WHAT IS NEEDED: Transcribe the material below line for line, changing nothing.

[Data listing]
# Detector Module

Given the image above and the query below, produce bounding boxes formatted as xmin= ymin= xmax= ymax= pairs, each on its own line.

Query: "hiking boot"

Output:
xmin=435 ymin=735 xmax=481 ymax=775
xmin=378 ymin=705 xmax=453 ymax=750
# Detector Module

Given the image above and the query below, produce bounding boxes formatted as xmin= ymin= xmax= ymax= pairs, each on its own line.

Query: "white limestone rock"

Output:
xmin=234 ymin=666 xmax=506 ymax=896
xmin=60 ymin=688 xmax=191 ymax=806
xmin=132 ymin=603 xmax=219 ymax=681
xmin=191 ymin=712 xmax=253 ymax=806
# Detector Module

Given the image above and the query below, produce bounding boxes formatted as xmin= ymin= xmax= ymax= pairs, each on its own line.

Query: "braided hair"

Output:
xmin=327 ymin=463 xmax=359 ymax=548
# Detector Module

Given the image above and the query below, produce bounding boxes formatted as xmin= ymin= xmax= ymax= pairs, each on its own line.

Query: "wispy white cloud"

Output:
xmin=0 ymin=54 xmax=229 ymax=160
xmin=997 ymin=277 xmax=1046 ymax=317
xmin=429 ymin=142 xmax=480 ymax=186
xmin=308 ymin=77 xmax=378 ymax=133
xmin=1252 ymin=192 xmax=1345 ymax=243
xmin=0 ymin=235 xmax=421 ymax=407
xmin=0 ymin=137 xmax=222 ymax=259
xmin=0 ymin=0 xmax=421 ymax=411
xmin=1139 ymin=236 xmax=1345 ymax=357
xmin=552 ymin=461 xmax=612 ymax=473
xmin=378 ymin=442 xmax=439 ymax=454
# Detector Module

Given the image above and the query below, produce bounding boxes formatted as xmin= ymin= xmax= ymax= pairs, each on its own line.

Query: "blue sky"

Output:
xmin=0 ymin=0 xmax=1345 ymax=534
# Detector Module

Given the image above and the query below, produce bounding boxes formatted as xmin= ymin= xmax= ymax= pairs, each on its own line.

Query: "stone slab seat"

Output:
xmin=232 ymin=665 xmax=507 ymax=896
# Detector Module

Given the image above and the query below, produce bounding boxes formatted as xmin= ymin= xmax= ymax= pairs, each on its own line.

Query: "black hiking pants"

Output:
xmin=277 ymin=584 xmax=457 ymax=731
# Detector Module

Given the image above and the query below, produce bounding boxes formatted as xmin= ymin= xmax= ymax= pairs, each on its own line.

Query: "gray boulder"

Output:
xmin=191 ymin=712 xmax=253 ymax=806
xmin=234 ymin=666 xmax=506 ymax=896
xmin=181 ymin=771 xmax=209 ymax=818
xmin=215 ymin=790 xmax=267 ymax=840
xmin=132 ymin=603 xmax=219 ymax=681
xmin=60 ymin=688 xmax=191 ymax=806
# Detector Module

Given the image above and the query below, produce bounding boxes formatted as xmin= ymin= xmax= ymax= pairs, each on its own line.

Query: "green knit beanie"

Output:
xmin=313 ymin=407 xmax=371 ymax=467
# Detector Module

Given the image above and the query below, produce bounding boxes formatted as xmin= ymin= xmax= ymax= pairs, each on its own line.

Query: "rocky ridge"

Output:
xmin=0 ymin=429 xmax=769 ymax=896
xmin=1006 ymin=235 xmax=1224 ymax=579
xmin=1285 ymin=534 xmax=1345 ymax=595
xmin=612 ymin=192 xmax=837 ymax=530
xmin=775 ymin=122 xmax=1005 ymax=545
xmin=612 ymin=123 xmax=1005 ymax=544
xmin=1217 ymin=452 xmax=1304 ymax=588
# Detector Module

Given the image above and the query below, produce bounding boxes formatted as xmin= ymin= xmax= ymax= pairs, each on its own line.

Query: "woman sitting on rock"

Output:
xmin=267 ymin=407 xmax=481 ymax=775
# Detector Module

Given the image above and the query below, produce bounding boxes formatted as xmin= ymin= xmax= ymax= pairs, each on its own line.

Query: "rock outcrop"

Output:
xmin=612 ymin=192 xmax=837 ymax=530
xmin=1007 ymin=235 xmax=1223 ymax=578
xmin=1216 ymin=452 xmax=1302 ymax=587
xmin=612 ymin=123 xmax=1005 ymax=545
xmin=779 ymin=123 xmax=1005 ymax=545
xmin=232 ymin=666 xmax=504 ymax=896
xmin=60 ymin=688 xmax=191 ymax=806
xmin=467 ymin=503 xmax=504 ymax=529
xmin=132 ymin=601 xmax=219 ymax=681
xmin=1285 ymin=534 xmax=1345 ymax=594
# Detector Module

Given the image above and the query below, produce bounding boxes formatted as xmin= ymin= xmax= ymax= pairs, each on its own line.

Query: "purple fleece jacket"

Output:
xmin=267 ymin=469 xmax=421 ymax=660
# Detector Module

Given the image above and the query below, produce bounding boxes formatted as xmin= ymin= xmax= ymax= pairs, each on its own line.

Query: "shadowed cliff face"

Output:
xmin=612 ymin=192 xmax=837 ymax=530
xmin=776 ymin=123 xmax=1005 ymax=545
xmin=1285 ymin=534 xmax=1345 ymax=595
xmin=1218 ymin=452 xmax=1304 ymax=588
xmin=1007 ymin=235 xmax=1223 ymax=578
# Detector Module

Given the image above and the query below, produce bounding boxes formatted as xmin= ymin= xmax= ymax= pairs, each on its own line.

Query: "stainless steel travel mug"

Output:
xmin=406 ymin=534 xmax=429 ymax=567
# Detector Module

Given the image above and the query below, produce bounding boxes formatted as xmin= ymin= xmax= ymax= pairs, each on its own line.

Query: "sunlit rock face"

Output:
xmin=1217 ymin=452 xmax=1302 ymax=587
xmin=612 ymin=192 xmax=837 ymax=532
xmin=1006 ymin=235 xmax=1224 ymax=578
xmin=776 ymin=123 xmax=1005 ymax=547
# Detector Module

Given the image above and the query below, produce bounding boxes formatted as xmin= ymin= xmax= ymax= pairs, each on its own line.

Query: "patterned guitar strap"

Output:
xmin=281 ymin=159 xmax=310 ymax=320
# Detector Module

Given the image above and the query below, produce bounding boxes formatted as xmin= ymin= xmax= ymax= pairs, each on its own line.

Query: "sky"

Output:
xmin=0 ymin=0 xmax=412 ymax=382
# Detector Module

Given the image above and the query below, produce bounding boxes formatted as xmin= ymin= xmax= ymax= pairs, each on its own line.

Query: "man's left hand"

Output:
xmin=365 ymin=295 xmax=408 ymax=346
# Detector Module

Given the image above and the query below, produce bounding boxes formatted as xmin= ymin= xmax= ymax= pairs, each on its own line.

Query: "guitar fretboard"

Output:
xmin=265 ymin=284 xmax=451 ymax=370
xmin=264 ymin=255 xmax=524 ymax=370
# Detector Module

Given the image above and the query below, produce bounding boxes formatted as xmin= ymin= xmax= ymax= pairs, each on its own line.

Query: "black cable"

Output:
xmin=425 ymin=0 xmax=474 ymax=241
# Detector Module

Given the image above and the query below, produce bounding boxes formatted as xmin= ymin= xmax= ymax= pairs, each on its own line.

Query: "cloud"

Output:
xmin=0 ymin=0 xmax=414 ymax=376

COMPLETE RESPONSE:
# Detector Module

Given the image above and the query below, produce bounding boxes formatted as xmin= ymin= xmax= ymax= pairs, each on its own line.

Query: "hiking boot"

Output:
xmin=435 ymin=735 xmax=481 ymax=775
xmin=378 ymin=705 xmax=453 ymax=750
# Detector Module

Given the image above and the query below, produce bounding boxes formatted as xmin= ymin= xmax= ymax= pairs, each on its own line.

Query: "white limestone rock"

Output:
xmin=234 ymin=666 xmax=506 ymax=896
xmin=60 ymin=688 xmax=191 ymax=806
xmin=132 ymin=603 xmax=219 ymax=681
xmin=191 ymin=712 xmax=253 ymax=806
# Detector Module

Given the image above and the query below, produce bounding boxes formatted as xmin= ymin= xmax= ymax= pairs, each on its own line.

Query: "braided hair"

Output:
xmin=327 ymin=463 xmax=359 ymax=548
# Detector Module

Given the image above and the query below, produce bounding boxes formatted as xmin= ymin= xmax= ymax= pairs, each on its own line.

Query: "wispy white cloud"

Output:
xmin=0 ymin=54 xmax=229 ymax=160
xmin=997 ymin=277 xmax=1046 ymax=317
xmin=429 ymin=142 xmax=480 ymax=186
xmin=308 ymin=77 xmax=378 ymax=133
xmin=1252 ymin=192 xmax=1345 ymax=243
xmin=0 ymin=235 xmax=421 ymax=407
xmin=0 ymin=137 xmax=222 ymax=259
xmin=0 ymin=0 xmax=421 ymax=411
xmin=1139 ymin=236 xmax=1345 ymax=357
xmin=552 ymin=461 xmax=612 ymax=473
xmin=378 ymin=442 xmax=439 ymax=454
# Detector Module

Given the image above and the query below, produce bounding boxes formatted as xmin= ymin= xmax= ymax= pairs, each on its own line.

Query: "blue sky"

Output:
xmin=0 ymin=0 xmax=1345 ymax=534
# Detector Module

Given the image above and the query below, produce bounding boxes formatted as xmin= ymin= xmax= ymax= pairs, each on its own line.

Query: "stone slab seat"

Output:
xmin=232 ymin=665 xmax=507 ymax=896
# Detector Module

Given the image above and the query below, produce bounding boxes formatted as xmin= ymin= xmax= ymax= pairs, each on its own line.

Query: "black hiking pants"

Output:
xmin=277 ymin=584 xmax=457 ymax=731
# Detector Module

Given the image above and the query below, produce bounding boxes formatted as xmin= ymin= xmax= ymax= pairs, each on its own line.

Query: "gray boulder"

Output:
xmin=191 ymin=712 xmax=253 ymax=806
xmin=234 ymin=666 xmax=506 ymax=896
xmin=181 ymin=771 xmax=209 ymax=818
xmin=215 ymin=790 xmax=267 ymax=840
xmin=132 ymin=603 xmax=219 ymax=681
xmin=60 ymin=688 xmax=191 ymax=806
# Detector Module

Given the image above and the query below, produce bounding boxes formatted as xmin= ymin= xmax= ymax= pairs, each on its own line.

Query: "green knit beanie"

Output:
xmin=313 ymin=407 xmax=371 ymax=467
# Detector Module

Given the image above and the query below, produce bounding boxes formatted as xmin= ymin= xmax= ymax= pairs, each on its own line.

Query: "rocky ridge"

Output:
xmin=0 ymin=429 xmax=769 ymax=896
xmin=1006 ymin=235 xmax=1224 ymax=579
xmin=1285 ymin=534 xmax=1345 ymax=595
xmin=612 ymin=192 xmax=837 ymax=530
xmin=775 ymin=122 xmax=1005 ymax=545
xmin=612 ymin=123 xmax=1005 ymax=544
xmin=1217 ymin=452 xmax=1304 ymax=588
# Detector Module

Given the image above and the query below, produce bounding boxes formatted as xmin= ymin= xmax= ymax= pairs, each on its own line.

Query: "woman sitting on rock"

Output:
xmin=267 ymin=407 xmax=481 ymax=775
# Detector Module

Given the image above and the query below, produce bounding boxes formatted as xmin= ymin= xmax= ymax= pairs, each on its own line.

Query: "rock outcrop"

Output:
xmin=612 ymin=192 xmax=837 ymax=530
xmin=1007 ymin=235 xmax=1223 ymax=578
xmin=1216 ymin=452 xmax=1302 ymax=587
xmin=612 ymin=123 xmax=1005 ymax=545
xmin=779 ymin=123 xmax=1005 ymax=545
xmin=232 ymin=666 xmax=504 ymax=896
xmin=60 ymin=688 xmax=191 ymax=806
xmin=467 ymin=503 xmax=504 ymax=529
xmin=132 ymin=601 xmax=219 ymax=681
xmin=1285 ymin=534 xmax=1345 ymax=594
# Detector Module

Given the image above and the query below, produce bounding boxes formatted as xmin= ymin= xmax= ymax= pairs, each on its own line.

Query: "purple fleece jacket"

Output:
xmin=267 ymin=469 xmax=421 ymax=660
# Detector Module

Given the image above and the query below, produce bounding boxes formatted as xmin= ymin= xmax= ymax= pairs, each on its own line.

Query: "shadowed cliff face"

Output:
xmin=612 ymin=192 xmax=837 ymax=530
xmin=776 ymin=123 xmax=1005 ymax=545
xmin=1285 ymin=534 xmax=1345 ymax=595
xmin=1218 ymin=452 xmax=1304 ymax=588
xmin=1007 ymin=235 xmax=1223 ymax=578
# Detector Module

Given the image above and the query below, produce bounding boxes formatted as xmin= ymin= xmax= ymax= pairs, each on its own line.

Query: "stainless steel travel mug"

Output:
xmin=406 ymin=534 xmax=429 ymax=567
# Detector Module

Given the image above and the query below, produce bounding boxes formatted as xmin= ymin= xmax= ymax= pairs, each on its own line.

Query: "sunlit rock face"

Output:
xmin=1217 ymin=452 xmax=1302 ymax=587
xmin=612 ymin=192 xmax=837 ymax=532
xmin=1006 ymin=235 xmax=1224 ymax=578
xmin=776 ymin=123 xmax=1005 ymax=547
# Detector Module

Given the image above and the query below, produce bounding boxes formatted as xmin= ymin= xmax= ymax= pairs, each on its own line.

Query: "patterned guitar strap"

Output:
xmin=281 ymin=159 xmax=310 ymax=320
# Detector Module

Given the image above and the query below, produce bounding boxes formatted as xmin= ymin= xmax= ymax= pairs, each on its own line.

Query: "sky"

Output:
xmin=0 ymin=0 xmax=412 ymax=382
# Detector Module

Given the image above and the query below, produce bounding boxes formatted as xmin= ymin= xmax= ymax= pairs, each on its own line.

Query: "man's left hand"

Output:
xmin=365 ymin=295 xmax=408 ymax=346
# Detector Module

Given the image above and the query below, produce bounding boxes formatted as xmin= ymin= xmax= ymax= pairs, each on its own line.

Query: "guitar fretboard"

Output:
xmin=265 ymin=284 xmax=451 ymax=370
xmin=264 ymin=255 xmax=524 ymax=370
# Detector Module

Given the image above and the query below, produce bounding boxes formatted as xmin= ymin= xmax= ymax= pairs, each on its own line.

Query: "black cable"

Output:
xmin=425 ymin=0 xmax=474 ymax=241
# Detector Module

Given the image above and the query below, produce bounding boxes formatted as xmin= ymin= xmax= ymax= pairs, each on its own line.

Query: "cloud"

Output:
xmin=0 ymin=0 xmax=414 ymax=376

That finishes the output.